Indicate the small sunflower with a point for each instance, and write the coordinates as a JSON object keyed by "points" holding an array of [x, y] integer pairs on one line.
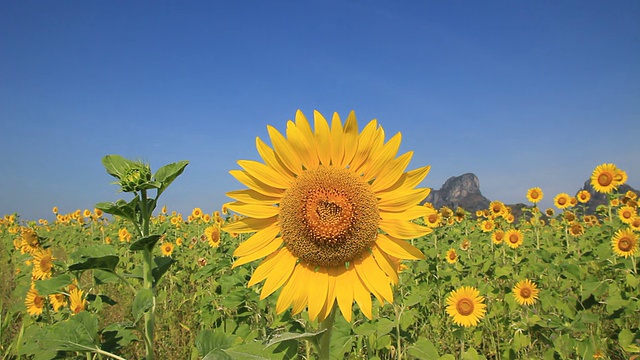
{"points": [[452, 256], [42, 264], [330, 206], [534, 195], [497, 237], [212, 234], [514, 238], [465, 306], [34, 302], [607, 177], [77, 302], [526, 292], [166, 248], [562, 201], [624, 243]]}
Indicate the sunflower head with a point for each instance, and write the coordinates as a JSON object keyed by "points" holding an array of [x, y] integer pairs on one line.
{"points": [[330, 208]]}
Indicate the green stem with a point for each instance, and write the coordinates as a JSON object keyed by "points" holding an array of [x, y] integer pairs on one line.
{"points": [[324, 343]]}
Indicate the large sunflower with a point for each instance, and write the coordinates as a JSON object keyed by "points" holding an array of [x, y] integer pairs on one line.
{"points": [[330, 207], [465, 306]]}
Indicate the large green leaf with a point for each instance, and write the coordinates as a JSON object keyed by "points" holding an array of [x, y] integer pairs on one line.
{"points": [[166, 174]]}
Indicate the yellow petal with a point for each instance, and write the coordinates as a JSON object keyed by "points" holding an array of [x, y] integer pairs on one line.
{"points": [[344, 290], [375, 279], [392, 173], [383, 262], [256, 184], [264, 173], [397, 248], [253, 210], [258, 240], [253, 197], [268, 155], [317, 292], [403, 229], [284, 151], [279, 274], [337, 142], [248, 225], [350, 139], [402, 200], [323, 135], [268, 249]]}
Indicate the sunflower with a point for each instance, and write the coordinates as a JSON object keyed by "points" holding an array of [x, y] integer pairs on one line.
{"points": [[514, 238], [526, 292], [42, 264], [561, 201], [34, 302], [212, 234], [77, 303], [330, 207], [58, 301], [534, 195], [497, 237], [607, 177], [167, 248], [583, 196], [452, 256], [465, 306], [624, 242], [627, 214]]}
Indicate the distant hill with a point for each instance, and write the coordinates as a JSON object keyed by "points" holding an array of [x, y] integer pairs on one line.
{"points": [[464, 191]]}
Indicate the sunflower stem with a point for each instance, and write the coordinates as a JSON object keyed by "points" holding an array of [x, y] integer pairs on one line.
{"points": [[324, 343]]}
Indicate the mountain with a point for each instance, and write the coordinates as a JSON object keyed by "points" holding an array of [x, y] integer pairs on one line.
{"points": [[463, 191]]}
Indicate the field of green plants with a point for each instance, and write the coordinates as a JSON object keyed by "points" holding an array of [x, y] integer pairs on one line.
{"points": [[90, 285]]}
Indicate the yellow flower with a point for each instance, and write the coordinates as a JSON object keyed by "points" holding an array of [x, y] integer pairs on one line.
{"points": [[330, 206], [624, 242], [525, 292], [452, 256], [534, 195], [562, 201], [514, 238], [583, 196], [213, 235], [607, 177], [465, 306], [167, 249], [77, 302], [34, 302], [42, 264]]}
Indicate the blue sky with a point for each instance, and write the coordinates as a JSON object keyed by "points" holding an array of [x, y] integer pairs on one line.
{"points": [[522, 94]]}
────────────────
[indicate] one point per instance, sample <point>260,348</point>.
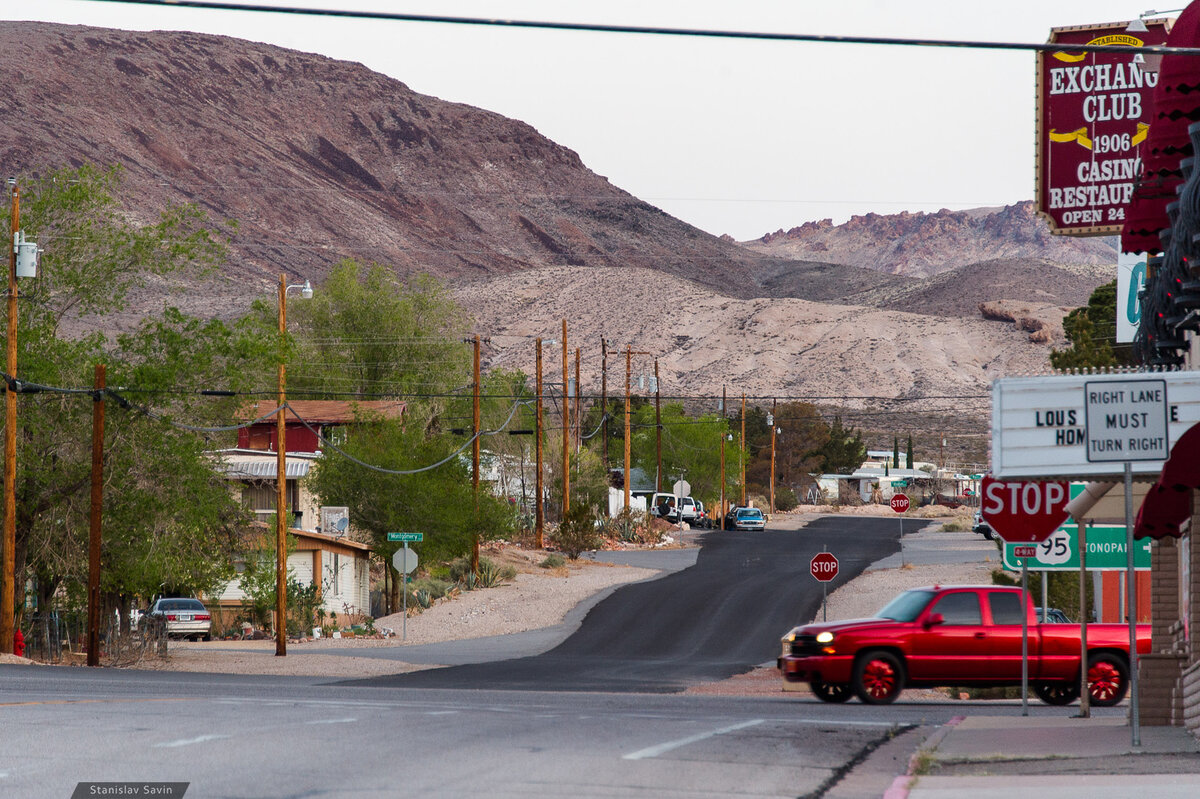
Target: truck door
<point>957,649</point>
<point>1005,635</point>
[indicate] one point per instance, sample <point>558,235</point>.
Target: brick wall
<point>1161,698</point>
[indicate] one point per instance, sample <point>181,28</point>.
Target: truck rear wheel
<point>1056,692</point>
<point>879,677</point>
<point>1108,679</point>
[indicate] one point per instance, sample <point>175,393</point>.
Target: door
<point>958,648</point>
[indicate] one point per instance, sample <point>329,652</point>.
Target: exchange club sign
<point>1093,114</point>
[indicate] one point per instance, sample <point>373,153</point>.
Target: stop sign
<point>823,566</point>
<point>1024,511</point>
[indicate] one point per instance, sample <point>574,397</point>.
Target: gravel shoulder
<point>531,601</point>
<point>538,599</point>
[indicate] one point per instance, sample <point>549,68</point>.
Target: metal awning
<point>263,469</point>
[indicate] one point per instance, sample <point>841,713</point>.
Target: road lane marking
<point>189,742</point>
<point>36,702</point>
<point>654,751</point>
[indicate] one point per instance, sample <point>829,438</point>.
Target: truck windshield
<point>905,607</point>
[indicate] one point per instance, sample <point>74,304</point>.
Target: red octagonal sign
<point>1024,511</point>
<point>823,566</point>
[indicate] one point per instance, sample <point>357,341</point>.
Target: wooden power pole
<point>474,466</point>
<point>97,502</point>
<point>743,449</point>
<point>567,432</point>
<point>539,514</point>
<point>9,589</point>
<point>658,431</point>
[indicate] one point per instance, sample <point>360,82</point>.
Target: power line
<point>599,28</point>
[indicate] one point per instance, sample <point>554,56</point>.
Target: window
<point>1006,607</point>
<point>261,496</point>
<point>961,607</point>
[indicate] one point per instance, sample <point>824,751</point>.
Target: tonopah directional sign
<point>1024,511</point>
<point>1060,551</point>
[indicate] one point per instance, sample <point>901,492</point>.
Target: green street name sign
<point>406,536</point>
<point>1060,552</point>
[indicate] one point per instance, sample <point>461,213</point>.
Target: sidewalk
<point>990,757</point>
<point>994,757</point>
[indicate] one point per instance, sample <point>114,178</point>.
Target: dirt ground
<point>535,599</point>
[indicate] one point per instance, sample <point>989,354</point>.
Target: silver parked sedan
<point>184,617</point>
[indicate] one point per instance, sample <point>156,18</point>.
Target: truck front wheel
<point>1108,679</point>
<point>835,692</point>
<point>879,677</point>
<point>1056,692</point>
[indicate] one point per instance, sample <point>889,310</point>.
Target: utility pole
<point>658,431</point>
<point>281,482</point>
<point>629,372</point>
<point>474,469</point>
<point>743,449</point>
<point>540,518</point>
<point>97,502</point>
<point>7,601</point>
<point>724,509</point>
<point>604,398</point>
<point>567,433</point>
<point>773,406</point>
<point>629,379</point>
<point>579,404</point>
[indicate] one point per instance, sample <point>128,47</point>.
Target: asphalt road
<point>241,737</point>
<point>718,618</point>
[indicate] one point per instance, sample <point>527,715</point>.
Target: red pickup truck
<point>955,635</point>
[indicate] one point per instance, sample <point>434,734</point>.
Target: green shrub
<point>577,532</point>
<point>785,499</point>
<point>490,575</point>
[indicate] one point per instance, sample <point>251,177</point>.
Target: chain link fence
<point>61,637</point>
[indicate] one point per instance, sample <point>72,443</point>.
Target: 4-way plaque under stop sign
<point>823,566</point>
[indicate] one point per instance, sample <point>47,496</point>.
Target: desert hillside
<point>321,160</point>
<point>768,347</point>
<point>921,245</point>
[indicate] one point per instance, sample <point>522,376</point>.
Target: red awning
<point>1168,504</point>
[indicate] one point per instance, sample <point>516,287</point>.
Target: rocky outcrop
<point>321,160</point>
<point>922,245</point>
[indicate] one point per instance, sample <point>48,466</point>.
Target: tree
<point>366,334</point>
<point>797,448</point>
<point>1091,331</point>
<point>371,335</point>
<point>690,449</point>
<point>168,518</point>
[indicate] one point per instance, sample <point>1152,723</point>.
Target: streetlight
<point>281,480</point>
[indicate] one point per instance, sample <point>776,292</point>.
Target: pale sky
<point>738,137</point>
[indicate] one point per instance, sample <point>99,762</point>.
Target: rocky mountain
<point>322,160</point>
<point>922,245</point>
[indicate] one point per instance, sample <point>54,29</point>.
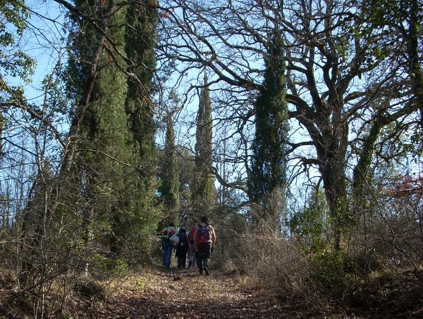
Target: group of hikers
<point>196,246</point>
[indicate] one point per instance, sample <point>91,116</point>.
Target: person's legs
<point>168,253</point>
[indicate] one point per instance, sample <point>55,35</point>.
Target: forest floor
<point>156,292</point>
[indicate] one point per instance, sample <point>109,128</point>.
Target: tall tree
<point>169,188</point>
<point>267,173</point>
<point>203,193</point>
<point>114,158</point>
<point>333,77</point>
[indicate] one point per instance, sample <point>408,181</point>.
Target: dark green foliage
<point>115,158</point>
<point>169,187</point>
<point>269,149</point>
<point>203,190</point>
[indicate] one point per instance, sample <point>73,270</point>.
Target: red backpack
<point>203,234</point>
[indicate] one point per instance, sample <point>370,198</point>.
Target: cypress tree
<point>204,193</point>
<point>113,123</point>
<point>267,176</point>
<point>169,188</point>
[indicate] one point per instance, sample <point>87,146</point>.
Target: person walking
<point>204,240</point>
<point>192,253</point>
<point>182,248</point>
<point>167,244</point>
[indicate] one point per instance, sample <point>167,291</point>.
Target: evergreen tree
────────────────
| The problem |
Can you turn the lines above into a numbered list, leaving out any blank lines, beginning at the line that has "instance, sample <point>829,438</point>." and stopping after the one that has "<point>994,757</point>"?

| Worked solution |
1. [indicate] one point per instance, sample <point>829,438</point>.
2. Target: truck windshield
3. <point>905,607</point>
4. [indicate] one point per instance, sample <point>74,304</point>.
5. Target: red octagonal sign
6. <point>1024,511</point>
7. <point>823,566</point>
8. [indicate] one point per instance, sample <point>357,341</point>.
9. Target: wooden power pole
10. <point>474,466</point>
11. <point>97,502</point>
12. <point>743,449</point>
13. <point>567,432</point>
14. <point>539,514</point>
15. <point>9,589</point>
16. <point>658,431</point>
17. [indicate] one point per instance, sample <point>360,82</point>.
18. Target: power line
19. <point>599,28</point>
20. [indicate] one point per instance, sample <point>554,56</point>.
21. Target: window
22. <point>1006,607</point>
23. <point>261,496</point>
24. <point>961,607</point>
25. [indicate] one point per instance, sample <point>824,751</point>.
26. Target: tonopah directional sign
27. <point>1024,511</point>
28. <point>1060,551</point>
29. [indicate] one point per instance, sample <point>901,492</point>.
30. Target: green street name sign
31. <point>406,536</point>
32. <point>1060,552</point>
33. [indicate] one point per instance, sample <point>461,213</point>.
34. Target: sidewalk
35. <point>990,757</point>
36. <point>994,757</point>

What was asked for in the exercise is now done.